### Records for the task ###
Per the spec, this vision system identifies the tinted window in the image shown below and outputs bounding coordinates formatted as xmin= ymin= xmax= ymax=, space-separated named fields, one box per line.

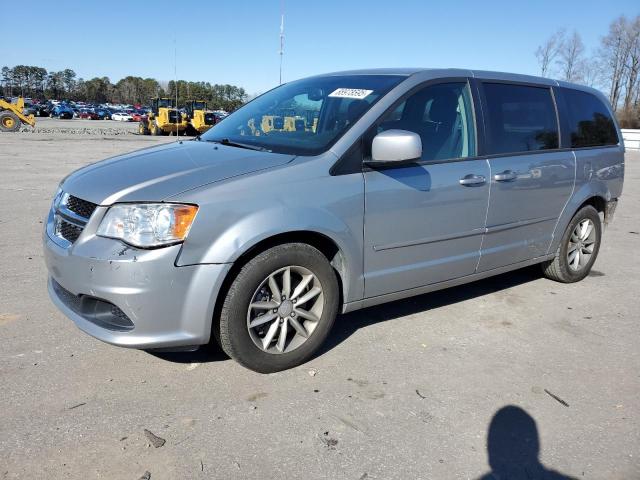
xmin=563 ymin=89 xmax=618 ymax=148
xmin=483 ymin=83 xmax=559 ymax=154
xmin=376 ymin=82 xmax=476 ymax=161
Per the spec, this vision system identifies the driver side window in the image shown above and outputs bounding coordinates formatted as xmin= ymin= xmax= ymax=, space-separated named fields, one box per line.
xmin=377 ymin=82 xmax=476 ymax=162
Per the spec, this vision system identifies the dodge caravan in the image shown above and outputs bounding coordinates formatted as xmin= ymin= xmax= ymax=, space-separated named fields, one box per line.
xmin=43 ymin=69 xmax=624 ymax=372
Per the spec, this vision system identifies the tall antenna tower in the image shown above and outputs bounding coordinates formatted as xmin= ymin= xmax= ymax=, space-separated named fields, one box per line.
xmin=279 ymin=1 xmax=285 ymax=85
xmin=174 ymin=37 xmax=179 ymax=140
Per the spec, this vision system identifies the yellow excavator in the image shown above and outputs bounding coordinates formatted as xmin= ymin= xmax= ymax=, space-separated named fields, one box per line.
xmin=184 ymin=100 xmax=217 ymax=135
xmin=138 ymin=97 xmax=188 ymax=136
xmin=0 ymin=97 xmax=36 ymax=132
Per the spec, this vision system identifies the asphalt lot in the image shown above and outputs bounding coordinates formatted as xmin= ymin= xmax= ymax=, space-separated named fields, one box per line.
xmin=1 ymin=119 xmax=639 ymax=479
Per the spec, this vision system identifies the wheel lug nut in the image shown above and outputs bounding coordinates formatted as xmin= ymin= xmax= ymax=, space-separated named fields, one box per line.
xmin=273 ymin=309 xmax=277 ymax=313
xmin=291 ymin=312 xmax=295 ymax=317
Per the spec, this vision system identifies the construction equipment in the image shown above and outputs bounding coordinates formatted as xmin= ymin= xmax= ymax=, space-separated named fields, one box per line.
xmin=260 ymin=108 xmax=316 ymax=134
xmin=0 ymin=97 xmax=36 ymax=132
xmin=184 ymin=100 xmax=217 ymax=135
xmin=138 ymin=97 xmax=188 ymax=136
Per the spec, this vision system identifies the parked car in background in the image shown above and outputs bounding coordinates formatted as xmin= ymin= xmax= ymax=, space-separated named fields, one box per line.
xmin=130 ymin=110 xmax=145 ymax=122
xmin=94 ymin=109 xmax=111 ymax=120
xmin=79 ymin=110 xmax=99 ymax=120
xmin=111 ymin=112 xmax=133 ymax=122
xmin=50 ymin=104 xmax=74 ymax=119
xmin=24 ymin=104 xmax=50 ymax=117
xmin=43 ymin=68 xmax=624 ymax=373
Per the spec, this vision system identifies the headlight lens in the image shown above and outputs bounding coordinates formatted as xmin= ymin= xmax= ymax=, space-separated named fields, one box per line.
xmin=97 ymin=203 xmax=198 ymax=248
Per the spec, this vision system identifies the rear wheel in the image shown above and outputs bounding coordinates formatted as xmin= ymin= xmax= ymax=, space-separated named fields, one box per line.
xmin=219 ymin=243 xmax=339 ymax=373
xmin=541 ymin=205 xmax=602 ymax=282
xmin=0 ymin=111 xmax=21 ymax=132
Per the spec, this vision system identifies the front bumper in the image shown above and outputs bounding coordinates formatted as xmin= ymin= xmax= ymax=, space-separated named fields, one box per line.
xmin=43 ymin=217 xmax=231 ymax=349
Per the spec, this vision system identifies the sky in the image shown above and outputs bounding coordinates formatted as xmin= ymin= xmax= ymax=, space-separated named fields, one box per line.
xmin=2 ymin=0 xmax=638 ymax=95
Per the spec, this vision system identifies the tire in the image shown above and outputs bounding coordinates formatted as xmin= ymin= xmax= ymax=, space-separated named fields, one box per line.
xmin=0 ymin=111 xmax=21 ymax=132
xmin=152 ymin=121 xmax=163 ymax=136
xmin=541 ymin=205 xmax=602 ymax=283
xmin=138 ymin=121 xmax=149 ymax=135
xmin=219 ymin=243 xmax=339 ymax=373
xmin=185 ymin=124 xmax=198 ymax=136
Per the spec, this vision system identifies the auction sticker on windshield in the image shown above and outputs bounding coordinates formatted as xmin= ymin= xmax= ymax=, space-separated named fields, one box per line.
xmin=328 ymin=88 xmax=373 ymax=99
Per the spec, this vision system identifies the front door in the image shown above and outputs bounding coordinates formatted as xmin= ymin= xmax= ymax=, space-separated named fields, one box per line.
xmin=363 ymin=81 xmax=490 ymax=298
xmin=477 ymin=82 xmax=575 ymax=271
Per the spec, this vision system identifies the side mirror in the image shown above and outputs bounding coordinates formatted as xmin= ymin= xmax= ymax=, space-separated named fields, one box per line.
xmin=369 ymin=129 xmax=422 ymax=165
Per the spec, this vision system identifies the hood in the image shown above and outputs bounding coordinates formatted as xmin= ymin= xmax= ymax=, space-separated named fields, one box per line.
xmin=61 ymin=141 xmax=296 ymax=205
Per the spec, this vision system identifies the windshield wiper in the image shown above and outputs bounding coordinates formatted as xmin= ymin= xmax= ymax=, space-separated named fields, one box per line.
xmin=210 ymin=138 xmax=270 ymax=152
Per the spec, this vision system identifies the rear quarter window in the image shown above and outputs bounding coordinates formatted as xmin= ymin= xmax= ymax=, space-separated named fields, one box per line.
xmin=562 ymin=89 xmax=619 ymax=148
xmin=482 ymin=83 xmax=559 ymax=155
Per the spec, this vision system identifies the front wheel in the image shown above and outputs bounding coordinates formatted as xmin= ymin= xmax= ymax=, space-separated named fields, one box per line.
xmin=219 ymin=243 xmax=339 ymax=373
xmin=541 ymin=205 xmax=602 ymax=283
xmin=0 ymin=111 xmax=21 ymax=132
xmin=151 ymin=121 xmax=163 ymax=136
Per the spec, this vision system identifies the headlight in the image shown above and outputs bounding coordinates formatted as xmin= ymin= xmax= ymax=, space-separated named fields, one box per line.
xmin=97 ymin=203 xmax=198 ymax=248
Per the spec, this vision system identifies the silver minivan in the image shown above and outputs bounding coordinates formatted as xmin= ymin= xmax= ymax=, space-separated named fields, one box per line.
xmin=43 ymin=69 xmax=624 ymax=372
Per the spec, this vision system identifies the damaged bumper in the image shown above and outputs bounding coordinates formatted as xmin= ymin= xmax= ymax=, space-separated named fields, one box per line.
xmin=605 ymin=198 xmax=618 ymax=226
xmin=43 ymin=222 xmax=230 ymax=349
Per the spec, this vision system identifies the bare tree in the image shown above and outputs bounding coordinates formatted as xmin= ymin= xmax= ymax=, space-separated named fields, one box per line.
###
Could you write out all the records exactly, without the pictures?

Result of the exercise:
Per the spec, this vision system identifies the tinted window in the image shown below and outputs bounding coordinates formatted as xmin= ymin= xmax= ymax=, space-separated named fields, one box per line.

xmin=563 ymin=89 xmax=618 ymax=148
xmin=483 ymin=83 xmax=559 ymax=154
xmin=376 ymin=82 xmax=476 ymax=161
Per the spec, this vision system identifies the driver side window in the image shown above and outputs bounding coordinates formatted as xmin= ymin= xmax= ymax=, space-separated named fields, one box per line.
xmin=377 ymin=82 xmax=476 ymax=162
Per the spec, this vision system identifies the dodge caravan in the image shown above and outputs bounding coordinates formatted as xmin= ymin= xmax= ymax=, space-separated named fields, one box per line.
xmin=43 ymin=69 xmax=624 ymax=372
Per the spec, this vision system identifies the tall antenna tower in the image shown above and outputs bounding coordinates formatted as xmin= ymin= xmax= ymax=, space-separated named fields, one box per line.
xmin=279 ymin=1 xmax=285 ymax=85
xmin=174 ymin=37 xmax=179 ymax=140
Per the spec, this vision system identifies the yellow excavator in the image shown above and outputs bounding coordinates formatted as xmin= ymin= xmax= ymax=, space-separated named fields, one box per line.
xmin=184 ymin=100 xmax=217 ymax=135
xmin=138 ymin=97 xmax=188 ymax=136
xmin=0 ymin=97 xmax=36 ymax=132
Per the spec, this vision system identifies the asphalt lot in the image shown above and outputs bounding coordinates formatted as xmin= ymin= xmax= ymax=, space-separated named fields, one box per line.
xmin=1 ymin=119 xmax=639 ymax=479
Per the spec, this vision system identifies the wheel lug nut in the image shown above and outputs bounding coordinates formatted as xmin= ymin= xmax= ymax=, space-separated named fields, one box per line.
xmin=273 ymin=309 xmax=277 ymax=313
xmin=291 ymin=312 xmax=295 ymax=317
Per the spec, this vision system identifies the construction equipment in the image shown above and outputs bounding coordinates formatted as xmin= ymin= xmax= ymax=, space-separated named fields, one box per line.
xmin=260 ymin=108 xmax=316 ymax=134
xmin=0 ymin=97 xmax=36 ymax=132
xmin=184 ymin=100 xmax=217 ymax=135
xmin=138 ymin=97 xmax=188 ymax=136
Per the spec, this vision system identifies the parked car in background in the image shown above and outputs bounding coordinates formatted as xmin= ymin= xmax= ymax=, space-separated named fields, one box per line.
xmin=130 ymin=110 xmax=145 ymax=122
xmin=94 ymin=109 xmax=111 ymax=120
xmin=79 ymin=110 xmax=99 ymax=120
xmin=111 ymin=112 xmax=133 ymax=122
xmin=50 ymin=104 xmax=74 ymax=119
xmin=24 ymin=104 xmax=50 ymax=117
xmin=43 ymin=68 xmax=624 ymax=373
Per the spec, this vision system identifies the headlight lens in the image shown above and outputs bounding coordinates formatted as xmin= ymin= xmax= ymax=, space-separated named fields, one box per line.
xmin=97 ymin=203 xmax=198 ymax=248
Per the spec, this vision system identifies the rear wheel in the image shown above and outputs bounding coordinates formatted as xmin= ymin= xmax= ymax=, space-separated named fields, one box per line.
xmin=219 ymin=243 xmax=339 ymax=373
xmin=541 ymin=205 xmax=602 ymax=282
xmin=0 ymin=111 xmax=21 ymax=132
Per the spec, this vision system identifies the front bumper in the image shown above and outputs bounding coordinates formatted as xmin= ymin= xmax= ymax=, space-separated named fields, one box per line.
xmin=43 ymin=217 xmax=231 ymax=349
Per the spec, this vision system identifies the sky in the image shown above and outputs bounding coordinates formatted as xmin= ymin= xmax= ymax=, space-separated named fields, one box per line.
xmin=2 ymin=0 xmax=638 ymax=95
Per the spec, this vision system identifies the tire in the image shown above and outputs bounding coordinates formatted as xmin= ymin= xmax= ymax=, space-separated named fields, one box per line.
xmin=0 ymin=111 xmax=21 ymax=132
xmin=152 ymin=121 xmax=163 ymax=136
xmin=541 ymin=205 xmax=602 ymax=283
xmin=138 ymin=121 xmax=149 ymax=135
xmin=219 ymin=243 xmax=339 ymax=373
xmin=185 ymin=124 xmax=198 ymax=136
Per the spec, this vision system identifies the auction sticker on windshield in the image shown above and outputs bounding coordinates formatted as xmin= ymin= xmax= ymax=, space-separated named fields, one box per line.
xmin=328 ymin=88 xmax=373 ymax=99
Per the spec, this vision system identifies the front door in the image shown above and outputs bounding coordinates formatted as xmin= ymin= xmax= ymax=, space-separated named fields, one box per line.
xmin=363 ymin=81 xmax=490 ymax=298
xmin=477 ymin=82 xmax=575 ymax=271
Per the spec, this vision system identifies the side mirror in the image shown above and outputs bounding coordinates formatted as xmin= ymin= xmax= ymax=, space-separated named fields, one box per line.
xmin=369 ymin=129 xmax=422 ymax=165
Per the spec, this vision system identifies the hood in the image shown above and outputs bounding coordinates formatted as xmin= ymin= xmax= ymax=, space-separated named fields, one box per line.
xmin=61 ymin=141 xmax=296 ymax=205
Per the spec, this vision system identifies the windshield wiper in the image shown above and outputs bounding coordinates formatted as xmin= ymin= xmax= ymax=, space-separated named fields, one box per line.
xmin=210 ymin=138 xmax=270 ymax=152
Per the spec, this vision system identifies the rear quarter window in the image shown above and outputs bounding coordinates formatted as xmin= ymin= xmax= ymax=, space-separated named fields, one box per line.
xmin=562 ymin=89 xmax=619 ymax=148
xmin=482 ymin=83 xmax=559 ymax=155
Per the spec, this vision system identifies the front wheel in the image shown above and outputs bounding coordinates formatted as xmin= ymin= xmax= ymax=, space-separated named fields, one box per line.
xmin=219 ymin=243 xmax=339 ymax=373
xmin=541 ymin=205 xmax=602 ymax=283
xmin=0 ymin=111 xmax=21 ymax=132
xmin=151 ymin=121 xmax=163 ymax=136
Per the spec, this vision system identifies the headlight in the image shown above and outputs bounding coordinates formatted as xmin= ymin= xmax= ymax=, space-separated named fields, one box per line.
xmin=97 ymin=203 xmax=198 ymax=248
Per the spec, this vision system identifies the silver minivan in the image shown above and outputs bounding coordinates formatted as xmin= ymin= xmax= ymax=, space-separated named fields, one box per line.
xmin=43 ymin=69 xmax=624 ymax=372
Per the spec, this vision system identifies the damaged bumper in the image shown above and outputs bounding coordinates formatted as xmin= ymin= xmax= ymax=, space-separated named fields, one box per line.
xmin=605 ymin=198 xmax=618 ymax=226
xmin=43 ymin=222 xmax=230 ymax=349
Per the spec, this vision system identifies the bare tree in the image shown above and outputs bounding coordinates formatted as xmin= ymin= xmax= ymax=, space-separated named fields, one box per line.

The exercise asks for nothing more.